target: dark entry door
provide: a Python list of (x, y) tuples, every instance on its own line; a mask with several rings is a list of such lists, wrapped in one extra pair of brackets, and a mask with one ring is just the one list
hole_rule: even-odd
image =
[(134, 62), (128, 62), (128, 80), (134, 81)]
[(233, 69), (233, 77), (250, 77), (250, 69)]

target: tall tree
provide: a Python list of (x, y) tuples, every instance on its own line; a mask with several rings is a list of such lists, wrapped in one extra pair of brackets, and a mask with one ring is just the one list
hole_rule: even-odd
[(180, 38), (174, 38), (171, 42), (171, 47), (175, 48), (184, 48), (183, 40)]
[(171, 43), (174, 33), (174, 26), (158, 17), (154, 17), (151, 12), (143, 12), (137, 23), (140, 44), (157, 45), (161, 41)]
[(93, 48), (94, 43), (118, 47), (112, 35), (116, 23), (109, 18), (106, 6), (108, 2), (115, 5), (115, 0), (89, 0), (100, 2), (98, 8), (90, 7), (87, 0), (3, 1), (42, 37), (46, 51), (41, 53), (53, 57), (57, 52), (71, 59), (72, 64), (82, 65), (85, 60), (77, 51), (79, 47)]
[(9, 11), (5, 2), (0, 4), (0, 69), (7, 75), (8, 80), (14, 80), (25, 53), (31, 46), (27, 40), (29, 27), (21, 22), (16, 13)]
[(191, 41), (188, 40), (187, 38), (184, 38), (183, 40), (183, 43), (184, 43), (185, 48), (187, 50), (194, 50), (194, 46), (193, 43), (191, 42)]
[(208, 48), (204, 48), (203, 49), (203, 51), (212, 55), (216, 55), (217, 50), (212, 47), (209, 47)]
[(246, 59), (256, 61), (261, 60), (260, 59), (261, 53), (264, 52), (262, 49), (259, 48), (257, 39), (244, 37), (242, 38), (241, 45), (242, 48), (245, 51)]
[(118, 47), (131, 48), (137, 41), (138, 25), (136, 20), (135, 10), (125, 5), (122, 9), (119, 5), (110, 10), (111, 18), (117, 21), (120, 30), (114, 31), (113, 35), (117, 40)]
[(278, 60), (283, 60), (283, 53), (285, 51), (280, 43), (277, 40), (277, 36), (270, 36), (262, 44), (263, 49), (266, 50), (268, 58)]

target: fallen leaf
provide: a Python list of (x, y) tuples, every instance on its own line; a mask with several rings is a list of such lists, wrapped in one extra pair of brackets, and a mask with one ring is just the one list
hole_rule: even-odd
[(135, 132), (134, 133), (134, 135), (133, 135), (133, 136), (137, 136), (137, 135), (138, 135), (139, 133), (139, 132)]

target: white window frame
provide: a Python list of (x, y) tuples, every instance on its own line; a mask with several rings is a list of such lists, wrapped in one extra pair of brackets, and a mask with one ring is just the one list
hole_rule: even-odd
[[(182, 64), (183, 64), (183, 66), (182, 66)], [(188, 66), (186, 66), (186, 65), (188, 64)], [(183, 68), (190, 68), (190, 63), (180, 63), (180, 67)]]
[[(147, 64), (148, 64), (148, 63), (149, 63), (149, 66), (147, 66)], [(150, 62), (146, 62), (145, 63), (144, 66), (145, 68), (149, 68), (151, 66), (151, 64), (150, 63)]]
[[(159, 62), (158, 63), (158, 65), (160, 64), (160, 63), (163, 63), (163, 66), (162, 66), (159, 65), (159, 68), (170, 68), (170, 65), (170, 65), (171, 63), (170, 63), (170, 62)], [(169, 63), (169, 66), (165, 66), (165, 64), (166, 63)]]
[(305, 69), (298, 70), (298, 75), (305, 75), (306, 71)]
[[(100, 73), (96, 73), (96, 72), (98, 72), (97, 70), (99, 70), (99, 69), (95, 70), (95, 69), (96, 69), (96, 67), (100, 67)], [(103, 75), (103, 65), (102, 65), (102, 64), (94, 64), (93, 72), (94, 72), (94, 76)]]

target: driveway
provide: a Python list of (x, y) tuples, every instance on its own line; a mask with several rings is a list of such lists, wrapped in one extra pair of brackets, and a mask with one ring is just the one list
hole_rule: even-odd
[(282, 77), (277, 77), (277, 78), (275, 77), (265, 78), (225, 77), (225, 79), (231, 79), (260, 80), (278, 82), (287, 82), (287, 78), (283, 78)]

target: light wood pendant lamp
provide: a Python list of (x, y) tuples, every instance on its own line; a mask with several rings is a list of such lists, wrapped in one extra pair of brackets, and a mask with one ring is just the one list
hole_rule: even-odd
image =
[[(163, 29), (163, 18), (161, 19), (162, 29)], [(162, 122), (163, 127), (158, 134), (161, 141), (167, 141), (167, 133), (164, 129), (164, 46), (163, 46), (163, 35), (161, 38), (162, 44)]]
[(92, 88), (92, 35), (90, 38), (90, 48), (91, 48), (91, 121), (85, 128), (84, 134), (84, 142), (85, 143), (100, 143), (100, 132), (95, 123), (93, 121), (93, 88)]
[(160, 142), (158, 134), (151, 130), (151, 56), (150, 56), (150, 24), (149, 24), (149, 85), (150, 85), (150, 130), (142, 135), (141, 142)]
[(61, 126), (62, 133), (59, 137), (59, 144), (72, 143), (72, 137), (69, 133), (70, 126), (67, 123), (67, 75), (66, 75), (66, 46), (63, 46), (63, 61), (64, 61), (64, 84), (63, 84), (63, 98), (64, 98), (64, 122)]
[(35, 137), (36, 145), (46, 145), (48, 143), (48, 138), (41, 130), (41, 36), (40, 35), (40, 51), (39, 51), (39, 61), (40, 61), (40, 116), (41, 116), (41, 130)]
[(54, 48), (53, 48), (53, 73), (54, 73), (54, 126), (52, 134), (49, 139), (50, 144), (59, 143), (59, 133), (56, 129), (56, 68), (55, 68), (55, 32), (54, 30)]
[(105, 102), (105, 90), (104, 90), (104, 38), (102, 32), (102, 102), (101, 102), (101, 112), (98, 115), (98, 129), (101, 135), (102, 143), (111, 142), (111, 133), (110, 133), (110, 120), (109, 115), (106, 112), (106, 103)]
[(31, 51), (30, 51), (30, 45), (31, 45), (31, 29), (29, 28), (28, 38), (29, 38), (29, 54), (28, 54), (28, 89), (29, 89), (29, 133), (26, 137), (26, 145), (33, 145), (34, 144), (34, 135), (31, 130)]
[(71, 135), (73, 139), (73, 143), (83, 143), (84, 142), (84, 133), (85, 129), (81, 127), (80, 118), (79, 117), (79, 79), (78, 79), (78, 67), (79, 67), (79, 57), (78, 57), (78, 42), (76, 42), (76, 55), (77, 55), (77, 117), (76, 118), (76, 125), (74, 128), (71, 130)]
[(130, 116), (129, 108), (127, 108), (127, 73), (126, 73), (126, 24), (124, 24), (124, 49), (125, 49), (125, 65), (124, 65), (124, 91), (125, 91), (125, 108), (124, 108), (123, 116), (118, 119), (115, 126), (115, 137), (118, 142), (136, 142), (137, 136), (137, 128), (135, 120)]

━━━━━━━━━━━━━━━━

=== What the task requires ===
Please write out the stretch of the listing from the line containing "target: driveway" through the line containing "78), (283, 78)]" again, substituting "paved driveway" for "driveway" and keeping everything else unchanged.

=== Solution to the problem ===
target: paved driveway
provide: a Python list of (x, y) tuples, every instance on its own line; a mask with several rings is a list of such lists, wrapped in one extra pair of brackets, and a mask with one ring is just the one list
hole_rule: even-odd
[(282, 77), (277, 77), (277, 78), (275, 77), (265, 78), (225, 77), (225, 79), (231, 79), (260, 80), (278, 82), (287, 82), (287, 78), (283, 78)]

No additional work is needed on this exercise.